My intuition would be the same as how you have described your process so far.
I have to solve a multiobjective problem but I don't know if I should use CPLEX or Matlab. Can you explain the advantage and disadvantage of both tools.
Thank you very much!
This is really a question about choosing the most suitable modeling approach in the presence of multiple objectives, rather than deciding between CPLEX or MATLAB.
Multi-criteria Decision making is a whole sub-field in itself. Take a look at: http://en.wikipedia.org/wiki/Multi-objective_optimization.
Once you have decided on the approach and formulated your problem (either by collapsing your multiple objectives into a weighted one, or as series of linear programs) either tool will do the job for you.
Since you are familiar with MATLAB, you can start by using it to solve a series of linear programs (a goal programming approach). This page by Mathworks has a few examples with step-by-step details: http://www.mathworks.com/discovery/multiobjective-optimization.html to get you started.
Probably this question is not a matter of your current concern. However my answer is rather universal, so let me post it here.
If solving a multiobjective problem means deriving a specific Pareto optimal solution, then you need to solve a single-objective problem obtained by scalarizing (aggregating) the objectives. The type of scalarization and values of its parameters (if any) depend on decision maker's preferences, e.g. how he/she/you want(s) to prioritize different objectives when they conflict with each other. Weighted sum, achievement scalarization (a.k.a. weighted Chebyshev), and lexicographic optimization are the most widespread types. They have different advantages and disadvantages, so there is no universal recommendation here.
§
◆ **ASSIGNED TASK 1**
In the thread on multiobjective optimization, which three types of scalarization are named as the most widespread?
◆ **ASSIGNED TASK 2**
Resume the forum thread on solving multiobjective problems with CPLEX or MATLAB, starting after its final sentence.
The data that comes after this thread is separate material and is unrelated to it.
§
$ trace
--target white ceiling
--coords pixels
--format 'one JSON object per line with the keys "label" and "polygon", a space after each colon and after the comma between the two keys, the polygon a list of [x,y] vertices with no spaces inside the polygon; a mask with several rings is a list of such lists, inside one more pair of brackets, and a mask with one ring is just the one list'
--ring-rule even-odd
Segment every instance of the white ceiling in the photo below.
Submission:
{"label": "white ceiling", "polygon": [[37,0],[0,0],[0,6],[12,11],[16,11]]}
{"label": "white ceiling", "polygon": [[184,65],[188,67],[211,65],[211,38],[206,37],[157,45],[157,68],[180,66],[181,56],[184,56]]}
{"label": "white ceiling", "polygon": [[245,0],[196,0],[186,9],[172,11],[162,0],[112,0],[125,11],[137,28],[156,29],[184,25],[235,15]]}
§
◆ **ANSWER AREA 1**
Weighted sum, achievement scalarization (also known as weighted Chebyshev), and lexicographic optimization.

◆ **ANSWER AREA 2**
CPLEX is preferred in the case, where (A) your scalarized problem belongs to the class solved by CPLEX (obviously), e.g. it is a [mixed integer] linear/quadratic problem, and (B) the problem is complex enough for computational time to be essential. CPLEX is specialized in the narrow class of problems, and should be much faster than Matlab in complex cases.
You do not have to limit the choice of multiobjective methods to the ones offered by Matlab/CPLEX or other solvers (which are usually narrow). It is easy to formulate a scalarized problem by yourself, and then run appropriate single-objective optimization (source: it is one of my main research fields, see e.g. implementation for the class of knapsack problems). The issue boils down to finding a suitable single-objective solver.
If you want to obtain some general information about the whole Pareto optimal set, I recommend to start with deriving the nadir and the ideal objective vectors.
If you want to derive a representation of the Pareto optimal set, besides the mentioned population based-heuristics such as GAs, there are exact methods developed for specific classes of problems. Examples: a library implemented in Julia, a recently published method.
All concepts mentioned here are described in the comprehensive book by Miettinen (1999).
Can cplex solve a pareto type multiobjective one? All i know is that it can solve a simple goal programming by defining the lexicographical objs, or it uses the weighted sum to change weights gradually with sensitivity information and "enumerate" the pareto front, which highly depends on the weights and looks very subjective.
You can refer here as how cplex solves the bi-objetive one, which seems not good.
For a true pareto way which includes the ranking, i only know some GA variants can do like NSGA-II.
A different approach would be to use a domain-specific modeling language for mathematical optimization like YALMIP (or JUMP.jl if you like to give Julia a try). There you can write your optimization problem with Matlab with some extra YALMIP functionalities and use CPLEX (or any other supported solver as a backend) without restricting to one solver.